* [EXERCISE]
Reproduce, word for word, the part of the Kakadu travel account that begins at the words "View from the" and stops after "to our campsite.".

Despite living in a modern society, Greeny’s convincing presentation
coupled with our surroundings gave Ubirr a mystical feel and none of
us questioned the significance of these sacred sites. Walking through
the woodlands, we eventually began to climb Ubirr Rock, which gave us
a stunning view of the Nadab floodplains as well as the woodlands.
View from the top of Ubirr Rock
As incredible as the biodiversity of Kakadu has been, the geological
variation was also a stunning sight. Kakadu is an ancient geological
area with granite intrusions that date back to 2.5 billion years ago,
but Kakadu was once submerged under a shallow sea 140 million years
ago, which was a critical event that shaped much of the landscape.
Many sea cliffs can be seen near waterfalls such as Gunlom, Jim Jim,
Twin Falls, as well as at Nourlangie Rock. Igneous intrusions that are
more resistant to erosion lie randomly in the grasslands and are
highly conspicuous on the flat landscape, ripple marks on sandstone
throughout Ubirr are remnants from an ancient river, and conglomerate
rocks dominate much of the landscape within the sandstone. We spent
about half an hour internalizing the scene and resting for our final
trip of the day to our campsite.
Tired from our travels, we made our way to our campsite where we
waited for a surprise dinner. When dinner was served, nothing seemed
out of the ordinary with a salad, potatoes, garlic bread and what
appeared to be steak. It wasn’t until we were almost finished that the
cooks finally told us that we didn’t have steak but kangaroo!
Definitely an unexpected surprise! After dinner and spraying a great
deal of bug spray, we ended our first, eventful day with a beautiful
and mesmerizing night sky, stargazing at the astonishing number of
stars that we could never see in the States. Our first day was nothing
short of amazing, making significant impressions on all of us on the
majesty of Kakadu.

* [DATA EXTRACT]
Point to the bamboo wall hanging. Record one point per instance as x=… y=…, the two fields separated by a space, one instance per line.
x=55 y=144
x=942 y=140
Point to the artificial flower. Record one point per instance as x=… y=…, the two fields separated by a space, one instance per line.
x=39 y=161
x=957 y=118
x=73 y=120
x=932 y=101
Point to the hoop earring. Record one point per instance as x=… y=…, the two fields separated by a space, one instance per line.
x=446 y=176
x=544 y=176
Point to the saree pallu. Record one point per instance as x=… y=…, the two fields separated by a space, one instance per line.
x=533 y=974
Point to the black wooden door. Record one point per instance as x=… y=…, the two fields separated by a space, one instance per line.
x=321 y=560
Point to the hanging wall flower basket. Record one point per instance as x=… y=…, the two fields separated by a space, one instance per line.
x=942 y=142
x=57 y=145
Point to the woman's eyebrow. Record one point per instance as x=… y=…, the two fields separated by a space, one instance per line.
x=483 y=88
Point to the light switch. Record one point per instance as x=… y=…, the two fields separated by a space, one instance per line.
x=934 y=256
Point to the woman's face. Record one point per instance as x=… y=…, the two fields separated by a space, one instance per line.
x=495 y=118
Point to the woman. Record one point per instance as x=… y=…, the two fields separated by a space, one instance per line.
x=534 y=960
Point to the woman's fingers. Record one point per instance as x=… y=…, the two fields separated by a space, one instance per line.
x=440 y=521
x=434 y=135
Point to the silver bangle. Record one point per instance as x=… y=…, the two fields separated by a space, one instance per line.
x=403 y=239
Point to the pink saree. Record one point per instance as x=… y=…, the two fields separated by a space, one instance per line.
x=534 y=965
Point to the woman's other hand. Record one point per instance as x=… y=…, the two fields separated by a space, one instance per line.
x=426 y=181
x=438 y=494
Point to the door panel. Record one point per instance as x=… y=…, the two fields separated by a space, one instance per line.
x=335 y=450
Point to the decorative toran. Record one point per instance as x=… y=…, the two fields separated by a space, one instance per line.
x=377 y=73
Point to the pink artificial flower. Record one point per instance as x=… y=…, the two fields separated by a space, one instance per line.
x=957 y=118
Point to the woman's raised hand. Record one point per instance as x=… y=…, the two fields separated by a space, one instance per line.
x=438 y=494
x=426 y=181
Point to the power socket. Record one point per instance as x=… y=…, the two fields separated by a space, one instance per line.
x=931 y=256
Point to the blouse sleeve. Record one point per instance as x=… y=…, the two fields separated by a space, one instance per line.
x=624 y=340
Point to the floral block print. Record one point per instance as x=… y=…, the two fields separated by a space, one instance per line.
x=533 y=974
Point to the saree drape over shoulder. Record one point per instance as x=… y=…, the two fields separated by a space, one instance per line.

* [ANSWER AREA]
View from the top of Ubirr Rock
As incredible as the biodiversity of Kakadu has been, the geological
variation was also a stunning sight. Kakadu is an ancient geological
area with granite intrusions that date back to 2.5 billion years ago,
but Kakadu was once submerged under a shallow sea 140 million years
ago, which was a critical event that shaped much of the landscape.
Many sea cliffs can be seen near waterfalls such as Gunlom, Jim Jim,
Twin Falls, as well as at Nourlangie Rock. Igneous intrusions that are
more resistant to erosion lie randomly in the grasslands and are
highly conspicuous on the flat landscape, ripple marks on sandstone
throughout Ubirr are remnants from an ancient river, and conglomerate
rocks dominate much of the landscape within the sandstone. We spent
about half an hour internalizing the scene and resting for our final
trip of the day to our campsite.